> _Exercise directions_: Put the data below into a Markdown table with the columns Row and Text, one numbered row per nonblank line, and omit the pictures.

> _Records for the task_:
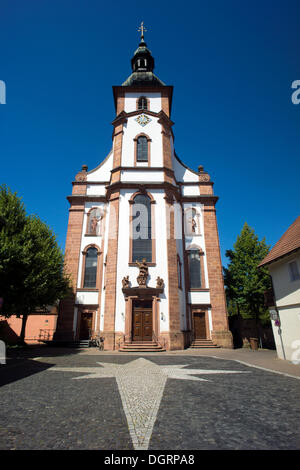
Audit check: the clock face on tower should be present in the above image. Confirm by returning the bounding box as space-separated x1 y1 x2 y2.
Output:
135 114 152 127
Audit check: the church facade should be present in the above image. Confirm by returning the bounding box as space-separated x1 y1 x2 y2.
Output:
56 35 232 350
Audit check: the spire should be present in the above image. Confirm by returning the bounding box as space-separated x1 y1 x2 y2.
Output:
138 21 147 41
122 21 165 86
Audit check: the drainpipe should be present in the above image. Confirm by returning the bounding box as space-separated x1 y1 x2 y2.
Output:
271 276 286 361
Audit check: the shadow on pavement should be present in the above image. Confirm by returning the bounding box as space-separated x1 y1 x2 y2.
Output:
0 345 80 387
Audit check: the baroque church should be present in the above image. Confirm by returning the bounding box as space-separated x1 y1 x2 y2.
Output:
55 23 232 351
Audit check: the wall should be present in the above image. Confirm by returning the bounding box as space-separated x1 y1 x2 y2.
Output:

> _Solution for this task_:
| Row | Text |
|---|---|
| 1 | Audit check: the clock face on tower should be present in the above image. Confirm by returning the bounding box as space-separated x1 y1 x2 y2. |
| 2 | Output: |
| 3 | 135 114 152 127 |
| 4 | Audit check: the church facade should be present in the above image. Confirm by returning the bounding box as space-separated x1 y1 x2 y2. |
| 5 | Output: |
| 6 | 56 35 232 350 |
| 7 | Audit check: the spire should be present in the above image. Confirm by returning the bounding box as space-separated x1 y1 x2 y2. |
| 8 | Output: |
| 9 | 138 21 147 41 |
| 10 | 122 21 165 86 |
| 11 | Audit check: the drainpipe should be present in the above image. Confirm by returning the bounding box as space-separated x1 y1 x2 y2. |
| 12 | Output: |
| 13 | 271 276 286 361 |
| 14 | Audit check: the shadow on pavement should be present in the above image. Confirm by returning the bounding box as space-separated x1 y1 x2 y2. |
| 15 | Output: |
| 16 | 0 345 80 387 |
| 17 | Audit check: the baroque church should be present in the above image. Confirm by returning the bounding box as space-separated x1 y1 x2 y2. |
| 18 | Output: |
| 19 | 55 23 232 351 |
| 20 | Audit check: the wall should be present in the above image. Confirm by returning the bounding box as space-separated x1 y1 x2 y2. |
| 21 | Output: |